Pick up the reading list on ambition and the American Dream right after its last line, "Babbitt — Sinclair Lewis (1922)", and keep writing it in the same style.

_EXCERPTED PASSAGE_.
##############################

Best Books About Ambition and the American Dream
The best books about ambition and the American Dream — from The Great Gatsby and Revolutionary Road to Babbitt and The Corrections. Essential reading on ambition and failure.
American literature is, more than any other national literature, obsessed with ambition and the Dream — the belief that self-invention is possible, that effort and will can produce any outcome, and the specific American catastrophe that results when the Dream fails or, worse, when it is achieved and found wanting. The novels below are the essential texts on ambition, success, failure, and what we sacrifice on the way to what we think we want.
The American Dream and Its Failure
The Great Gatsby — F. Scott Fitzgerald (1925)
The essential text on American ambition — Jay Gatsby’s self-invention, his attempt to buy back the past, and his destruction by the very class he has tried to enter. Fitzgerald’s argument (the American Dream is founded on a fraudulent promise; those who believe it most completely are destroyed by it) is made in prose of extraordinary compression and beauty. At 180 pages, the most concentrated major American novel.
Babbitt — Sinclair Lewis (1922)

##############################

_SUPPLIED MATERIAL_.
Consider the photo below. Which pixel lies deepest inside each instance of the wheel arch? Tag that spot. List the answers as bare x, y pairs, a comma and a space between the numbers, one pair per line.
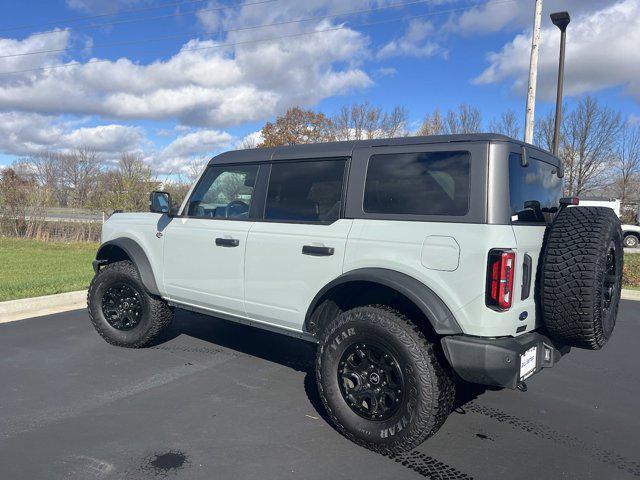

##############################

_ANSWER TO THIS PROBLEM_.
The satirical companion to Gatsby — George Babbitt has achieved what Gatsby wants (wealth, respectability, a comfortable position in his community), and Lewis’s portrait of what that achievement actually feels like from the inside is the most sustained critique of the American commercial dream. The novel gave the English language a word (‘babbitt’) for the conformist who has traded inner life for social acceptance.
Revolutionary Road — Richard Yates (1961)
The most devastating account of the gap between self-image and reality — Frank and April Wheeler believe they are superior to the life they are living, and that belief, without the substance to support it, destroys them. Yates’s argument is about the specific American delusion of exceptionalism: the conviction that you are different from the people around you, and what happens when the life around you turns out to be the life you’re actually living.
Ambition and Its Costs
The Corrections — Jonathan Franzen (2001)
Franzen’s portrait of three adult children each navigating the gap between their ambitions and their reality — the banker who is secretly miserable, the academic who has failed, the chef who is succeeding but at a cost she can’t yet calculate. The most contemporary novel in this list and the one that most directly addresses the specific version of the American gap between aspiration and achievement that exists in the early twenty-first century.
Sabbath’s Theater — Philip Roth (1995)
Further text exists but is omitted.